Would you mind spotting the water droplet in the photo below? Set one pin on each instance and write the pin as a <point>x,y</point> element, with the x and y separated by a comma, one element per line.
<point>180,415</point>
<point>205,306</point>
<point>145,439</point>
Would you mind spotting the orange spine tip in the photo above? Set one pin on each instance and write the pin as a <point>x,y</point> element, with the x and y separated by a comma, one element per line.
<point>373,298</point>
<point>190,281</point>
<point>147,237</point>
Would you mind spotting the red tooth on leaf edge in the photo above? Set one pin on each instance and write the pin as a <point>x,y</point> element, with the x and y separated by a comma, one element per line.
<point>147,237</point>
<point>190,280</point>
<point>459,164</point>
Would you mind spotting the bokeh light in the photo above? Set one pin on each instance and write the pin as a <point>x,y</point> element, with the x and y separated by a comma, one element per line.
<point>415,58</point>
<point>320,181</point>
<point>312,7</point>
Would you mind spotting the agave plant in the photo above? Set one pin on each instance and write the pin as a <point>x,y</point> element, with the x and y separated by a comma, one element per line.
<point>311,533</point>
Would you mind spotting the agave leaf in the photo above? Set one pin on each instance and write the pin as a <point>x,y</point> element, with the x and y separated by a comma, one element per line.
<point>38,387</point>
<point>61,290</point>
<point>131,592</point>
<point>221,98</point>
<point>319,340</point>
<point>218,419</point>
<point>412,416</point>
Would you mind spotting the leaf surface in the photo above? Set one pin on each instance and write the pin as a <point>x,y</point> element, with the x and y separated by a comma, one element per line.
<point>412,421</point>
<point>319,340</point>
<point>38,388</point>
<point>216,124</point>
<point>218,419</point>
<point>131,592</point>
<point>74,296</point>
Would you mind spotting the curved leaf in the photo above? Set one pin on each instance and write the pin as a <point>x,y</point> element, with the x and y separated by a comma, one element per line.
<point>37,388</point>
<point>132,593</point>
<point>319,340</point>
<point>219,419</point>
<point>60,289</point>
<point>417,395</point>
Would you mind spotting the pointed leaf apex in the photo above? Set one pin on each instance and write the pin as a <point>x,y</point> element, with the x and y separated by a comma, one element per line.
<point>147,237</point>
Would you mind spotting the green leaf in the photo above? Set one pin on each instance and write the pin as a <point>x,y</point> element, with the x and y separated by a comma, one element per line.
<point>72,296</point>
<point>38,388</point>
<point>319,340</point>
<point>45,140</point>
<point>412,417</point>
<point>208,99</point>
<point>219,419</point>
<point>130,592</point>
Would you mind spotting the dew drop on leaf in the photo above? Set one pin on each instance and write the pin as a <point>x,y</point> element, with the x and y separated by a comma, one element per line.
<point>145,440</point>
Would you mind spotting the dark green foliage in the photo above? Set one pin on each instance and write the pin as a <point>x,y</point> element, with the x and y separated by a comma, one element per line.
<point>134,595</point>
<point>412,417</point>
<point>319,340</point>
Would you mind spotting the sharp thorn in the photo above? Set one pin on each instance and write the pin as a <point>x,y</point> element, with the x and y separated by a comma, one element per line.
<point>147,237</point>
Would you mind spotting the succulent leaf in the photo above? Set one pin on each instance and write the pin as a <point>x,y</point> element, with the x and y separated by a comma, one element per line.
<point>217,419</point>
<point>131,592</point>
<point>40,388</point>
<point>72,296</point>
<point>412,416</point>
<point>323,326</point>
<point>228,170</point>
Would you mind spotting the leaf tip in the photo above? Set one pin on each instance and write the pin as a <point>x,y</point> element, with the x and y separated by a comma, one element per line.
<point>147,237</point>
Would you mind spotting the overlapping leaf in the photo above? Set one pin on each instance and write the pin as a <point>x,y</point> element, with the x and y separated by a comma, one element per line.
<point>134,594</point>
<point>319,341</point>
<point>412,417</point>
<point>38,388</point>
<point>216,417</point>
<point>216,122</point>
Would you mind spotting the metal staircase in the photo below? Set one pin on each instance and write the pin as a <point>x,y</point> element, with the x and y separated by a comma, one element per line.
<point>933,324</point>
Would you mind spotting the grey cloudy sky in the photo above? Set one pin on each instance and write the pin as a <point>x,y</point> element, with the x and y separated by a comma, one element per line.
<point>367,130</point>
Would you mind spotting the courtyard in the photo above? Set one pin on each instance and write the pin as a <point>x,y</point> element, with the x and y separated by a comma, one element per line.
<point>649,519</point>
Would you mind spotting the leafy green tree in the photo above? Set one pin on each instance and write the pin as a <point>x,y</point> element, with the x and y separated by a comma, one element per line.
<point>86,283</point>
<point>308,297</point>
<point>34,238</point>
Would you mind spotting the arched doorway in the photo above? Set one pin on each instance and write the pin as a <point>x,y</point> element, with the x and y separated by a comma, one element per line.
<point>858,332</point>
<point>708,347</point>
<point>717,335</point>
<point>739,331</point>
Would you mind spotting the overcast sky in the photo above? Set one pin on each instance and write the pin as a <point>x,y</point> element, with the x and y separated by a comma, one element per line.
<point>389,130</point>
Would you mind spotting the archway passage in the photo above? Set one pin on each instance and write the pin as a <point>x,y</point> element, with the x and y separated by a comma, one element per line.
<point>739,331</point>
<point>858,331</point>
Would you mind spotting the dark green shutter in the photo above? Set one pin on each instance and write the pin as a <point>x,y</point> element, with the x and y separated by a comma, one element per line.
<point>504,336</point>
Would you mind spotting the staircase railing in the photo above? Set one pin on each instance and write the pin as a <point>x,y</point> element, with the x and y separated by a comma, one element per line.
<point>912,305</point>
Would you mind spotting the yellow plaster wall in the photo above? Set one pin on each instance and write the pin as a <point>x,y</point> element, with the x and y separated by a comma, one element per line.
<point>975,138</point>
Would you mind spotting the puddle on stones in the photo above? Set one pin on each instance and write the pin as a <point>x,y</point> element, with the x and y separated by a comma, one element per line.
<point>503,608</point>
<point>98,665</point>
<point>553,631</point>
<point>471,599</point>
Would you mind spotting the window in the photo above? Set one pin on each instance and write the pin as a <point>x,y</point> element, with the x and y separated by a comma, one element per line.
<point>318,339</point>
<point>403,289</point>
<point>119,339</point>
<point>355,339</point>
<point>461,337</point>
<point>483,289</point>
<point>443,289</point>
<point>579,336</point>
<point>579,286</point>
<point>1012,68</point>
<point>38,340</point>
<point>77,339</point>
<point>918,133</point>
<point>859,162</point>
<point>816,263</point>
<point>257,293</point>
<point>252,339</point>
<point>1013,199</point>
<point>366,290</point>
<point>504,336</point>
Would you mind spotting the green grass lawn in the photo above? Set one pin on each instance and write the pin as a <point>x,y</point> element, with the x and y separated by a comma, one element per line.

Directions ▸ Write out every entry above exactly as given.

Output for this task ▸
Would you mind spotting the water droplet in the photo below? Set one pin on each instance and write the pin as a <point>x,y</point> element, with the x and y separated by a comma, one element per line.
<point>180,415</point>
<point>205,306</point>
<point>145,439</point>
Would you mind spotting the orange spine tip in the photo above? Set one pin on each instance and write the pin as a <point>x,y</point> element, with the x and y separated by a comma, one element per line.
<point>373,298</point>
<point>190,281</point>
<point>147,237</point>
Would you mind spotting the red tooth on leaf edge in the photo above? Set one pin on each instance and write the pin as a <point>x,y</point> element, with the x and y separated by a comma, one element per line.
<point>147,237</point>
<point>190,280</point>
<point>459,164</point>
Would you mind spotting the bokeh light in the photo above? Set one pin on each instance and write the pin as a <point>x,y</point> element, with the x and y separated by a comma, one element per line.
<point>415,58</point>
<point>320,181</point>
<point>312,7</point>
Would you mind spotting the agave plant in the photo above? Set one pin on each instance and write the pin as a <point>x,y</point> element, with the x and y separated by a comma, one element per line.
<point>311,533</point>
Would you mind spotting the agave leaf in the photo above? Set one pin on each instance and write the pin as a <point>x,y</point> element, with the x and y separated by a comma, one element per line.
<point>38,387</point>
<point>61,290</point>
<point>131,592</point>
<point>221,98</point>
<point>319,340</point>
<point>218,419</point>
<point>412,416</point>
Would you mind spotting the leaf surface in the photo above? Set one pin on each instance and write the pin as a <point>x,y</point> element, with the x and y separated by a comma, one element per line.
<point>412,421</point>
<point>319,340</point>
<point>38,388</point>
<point>216,124</point>
<point>218,419</point>
<point>131,592</point>
<point>74,296</point>
Would you mind spotting the curved leaf in the photo above? Set one pin on each instance and write the pin as a <point>x,y</point> element, with the x and y separated by a comma, one element per line.
<point>37,388</point>
<point>132,593</point>
<point>319,340</point>
<point>219,419</point>
<point>60,289</point>
<point>417,395</point>
Would you mind spotting the pointed leaf apex in the photo above? Set one pin on each instance and write the pin as a <point>x,y</point> element, with the x and y separated by a comma, one element per line.
<point>147,237</point>
Would you mind spotting the green leaf in the photo above? Set one pin on each instance and write the pin as a <point>x,y</point> element, with the x and y separated by a comma, one element per line.
<point>72,296</point>
<point>38,388</point>
<point>319,340</point>
<point>45,140</point>
<point>412,417</point>
<point>208,99</point>
<point>219,419</point>
<point>130,592</point>
Would you mind spotting the dew drop on leaf in the photo above? Set one pin on each instance and write the pin as a <point>x,y</point> element, with the x and y separated by a comma, one element per line.
<point>145,440</point>
Would you mind spotting the dark green foliage in the photo above? Set one pin on each instance and write the pin as a <point>x,y</point> element, with the x and y separated by a comma, one element per line.
<point>134,595</point>
<point>412,417</point>
<point>319,340</point>
Would you mind spotting the sharp thorn in the photo above? Set one pin on each instance and write the pin as a <point>x,y</point> element, with the x and y separated by a comma, one element per line.
<point>147,237</point>
Would you mind spotting the succulent leaf in the photo above? Set one pin on each instance and write the pin as a <point>x,y</point> element, with the x and y separated by a comma, one element per line.
<point>217,419</point>
<point>131,592</point>
<point>40,388</point>
<point>72,296</point>
<point>412,416</point>
<point>323,326</point>
<point>228,170</point>
Would you mind spotting the leaf tip in the photo above? Set one pin on each instance and write the pin as a <point>x,y</point> element, with the x and y separated by a comma, one element per line.
<point>147,237</point>
Would you mind spotting the overlapping leaf in the photo above? Set one pin on each instance and write the pin as a <point>x,y</point> element, with the x and y separated by a comma, one element per line.
<point>134,594</point>
<point>319,341</point>
<point>412,417</point>
<point>38,388</point>
<point>216,417</point>
<point>216,122</point>
Would you mind spotting the metal staircase in the photo below? Set one pin on each instance and write the pin as a <point>x,y</point> element, with the x and y separated by a comma, one element per line.
<point>933,324</point>
Would you mind spotting the grey cloudy sky in the photo above? Set one pin on each instance and write the pin as a <point>x,y</point> element, with the x and y separated by a comma, one element per line.
<point>367,130</point>
Would you mind spotting the courtyard in the photo above? Set one pin on each instance and write the pin as a <point>x,y</point> element, with the x and y separated by a comma, one element per line.
<point>649,519</point>
Would you mind spotting the leafy green tree in the photo above? Set one pin on each instance and write the pin as a <point>x,y</point> element, with the x and y separated by a comma, one element per line.
<point>86,283</point>
<point>308,297</point>
<point>34,238</point>
Would you mind spotting the arched doorway in the photo above? Set one pin on each instance and write the pin as a <point>x,y</point> element, with the x and y separated by a comma, one element per line.
<point>858,332</point>
<point>708,347</point>
<point>717,335</point>
<point>739,331</point>
Would you mind spotting the overcast sky in the photo above? Set one pin on each instance and write the pin as a <point>x,y</point> element, with the x and y separated by a comma, one element per line.
<point>389,130</point>
Would you mind spotting the archway passage in the photo above? Set one pin on each instance and write the pin as a <point>x,y</point> element, with the x and y separated by a comma, one element per line.
<point>739,331</point>
<point>858,331</point>
Would you mind spotting the dark green shutter in the photo above? Set one pin on each instance and write the pin as a <point>x,y</point> element, with the x and y separated by a comma, one element per line.
<point>504,336</point>
Would you mind spotting the staircase railing in the photo above? Set one pin on each instance and write the pin as a <point>x,y</point> element, with the x and y separated by a comma, one element per line.
<point>912,305</point>
Would you mind spotting the yellow plaster wall in the photo above? Set one pin on each instance and write the pin as a <point>x,y</point> element, with the x and y separated by a comma, one element per line.
<point>975,138</point>
Would you mind spotting the puddle on stones in the photo above? Set one pin on each instance and write the pin as a <point>x,y</point> element, with the x and y separated by a comma, one element per line.
<point>503,608</point>
<point>98,665</point>
<point>553,631</point>
<point>471,599</point>
Would you mind spotting the window in the photo above? Set one pin on each instance and write the pin as a <point>x,y</point> element, with the x and y separated by a comma, one element per line.
<point>318,339</point>
<point>403,289</point>
<point>119,339</point>
<point>355,339</point>
<point>461,337</point>
<point>483,289</point>
<point>443,289</point>
<point>579,336</point>
<point>579,286</point>
<point>1012,68</point>
<point>38,340</point>
<point>77,339</point>
<point>918,133</point>
<point>859,162</point>
<point>816,263</point>
<point>257,293</point>
<point>252,339</point>
<point>1013,199</point>
<point>366,290</point>
<point>504,336</point>
Would you mind spotting the green grass lawn in the photo above? Set one pin on each instance and write the pin as a <point>x,y</point> element, with the x and y separated by a comma, one element per line.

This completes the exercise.